## Consignes
Rédigez la suite de l'entretien avec Nina Stemme présenté ci-dessous, en commençant juste après sa dernière phrase.

## Texte fourni
━━━━━━━━━━━━━━━━━━━━

L’occasion de la rencontrer et de faire le point, huit années après le premier entretien qu’elle nous avait accordé.
Forumopera : Nina Stemme, l’Opéra de Paris ne vous avait pas vue sur ses planches depuis presque 10 ans, nous sommes ravis de vous retrouver en scène et on espère que vous aussi ?
Nina Stemme : Ah oui je suis ravie ! Il y a bien eu des propositions à Paris mais comme cela arrive, les agendas n’étaient pas réconciliables et la pandémie n’a pas arrangé les choses avec toutes les productions décalées… ça fait du bien d’être retour ici. Je commence à bien connaitre la maison même si je ne suis pas venue récemment. J’y retrouve mes marques, il y a des choses qui ne bougent pas. Les équipes sont fantastiques, aussi bien en dehors que sur scène : quel plaisir d’être retour à l’Opéra de Paris ! Spécialement pour cette production… nous avons beaucoup travaillé. Mais bon, je n’ai pas encore eu le temps de voir si « Paris était toujours Paris », comme on dit.
Vous reviendrez alors ?

━━━━━━━━━━━━━━━━━━━━

## Données fournies
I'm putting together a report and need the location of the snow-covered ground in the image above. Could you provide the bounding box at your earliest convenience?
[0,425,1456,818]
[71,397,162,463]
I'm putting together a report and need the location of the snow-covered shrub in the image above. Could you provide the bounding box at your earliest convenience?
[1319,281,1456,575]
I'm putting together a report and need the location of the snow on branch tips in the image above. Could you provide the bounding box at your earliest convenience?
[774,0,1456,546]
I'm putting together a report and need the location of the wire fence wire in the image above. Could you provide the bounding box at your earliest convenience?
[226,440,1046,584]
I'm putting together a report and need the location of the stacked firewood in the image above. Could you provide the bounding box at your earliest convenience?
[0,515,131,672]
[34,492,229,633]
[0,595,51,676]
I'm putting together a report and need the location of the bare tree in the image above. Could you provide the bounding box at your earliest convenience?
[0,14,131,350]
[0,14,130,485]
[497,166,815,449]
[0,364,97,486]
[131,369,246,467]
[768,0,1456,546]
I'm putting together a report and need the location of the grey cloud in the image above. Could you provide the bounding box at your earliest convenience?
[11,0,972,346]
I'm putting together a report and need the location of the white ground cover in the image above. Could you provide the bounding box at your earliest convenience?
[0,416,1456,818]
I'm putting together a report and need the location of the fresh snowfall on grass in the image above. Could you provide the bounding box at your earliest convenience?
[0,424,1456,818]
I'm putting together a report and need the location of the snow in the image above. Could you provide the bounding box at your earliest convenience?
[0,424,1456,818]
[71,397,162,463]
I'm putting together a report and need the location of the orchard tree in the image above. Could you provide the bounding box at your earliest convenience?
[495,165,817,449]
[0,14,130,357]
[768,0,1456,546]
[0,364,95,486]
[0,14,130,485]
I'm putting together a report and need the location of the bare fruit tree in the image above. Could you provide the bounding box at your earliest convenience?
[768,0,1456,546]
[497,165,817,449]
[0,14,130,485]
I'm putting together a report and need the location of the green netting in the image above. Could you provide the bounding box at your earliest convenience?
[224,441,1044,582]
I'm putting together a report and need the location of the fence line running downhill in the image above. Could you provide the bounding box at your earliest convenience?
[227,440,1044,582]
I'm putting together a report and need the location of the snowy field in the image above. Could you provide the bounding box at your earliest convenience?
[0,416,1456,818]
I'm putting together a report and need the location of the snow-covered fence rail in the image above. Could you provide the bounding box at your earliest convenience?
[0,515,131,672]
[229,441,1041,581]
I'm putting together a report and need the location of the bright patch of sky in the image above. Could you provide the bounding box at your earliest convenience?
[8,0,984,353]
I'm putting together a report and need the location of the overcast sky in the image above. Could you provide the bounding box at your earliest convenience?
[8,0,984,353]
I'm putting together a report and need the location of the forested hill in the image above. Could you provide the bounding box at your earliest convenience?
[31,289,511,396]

━━━━━━━━━━━━━━━━━━━━

## Réponse
Je ne peux encore rien dire mais c’est tout à fait possible, avec quelque chose de nouveau, espérons-le.
Parlons de ce Lohengrin, que pouvez-vous nous en dire ?
Je le découvre moi aussi encore. Dans une production moderne, réalisée par un cinéaste, nous, les chanteurs, ne sommes responsables que notre « petit » rôle dans un tout beaucoup plus vaste. Kirill Serebrennikov nous assez peu mis la pression à nous les artistes et pourtant il y a eu énormément de travail. Je peux vous dire qu’il y a beaucoup de projections vidéo, en tout cas pendant l’acte II qui est mon acte principal. Ce sont des éléments dans le décor et l’ambiance dont je ne peux pas complètement me rendre compte depuis la position que j’occupe sur scène. L’histoire découle du rêve d’Elsa : Lohengrin est un être rêvé par Elsa, une Elsa un peu en dehors de la société. Mon rôle d’Ortrud, écrit par Wagner comme un personnage un peu sorcière, est aussi un personnage observateur, très intelligent et qui sait comment arriver à ses fins. Ici, elle a fait un mariage malheureux avec Friedrich et est jalouse d’Elsa. L’action se déroule en temps de guerre, une guerre qu’elle semble combattre en tant que médecin. Rien de tout cela n’est mis en scène de manière appuyée mais c’est induit. Aussi, je pense que c’est une production qui fait la part belle à l’émotion. Le spectateur pourra y entrer sans mal avec le cœur et les oreilles grandes ouvertes. Et encore une fois, le niveau artistique est impressionnant.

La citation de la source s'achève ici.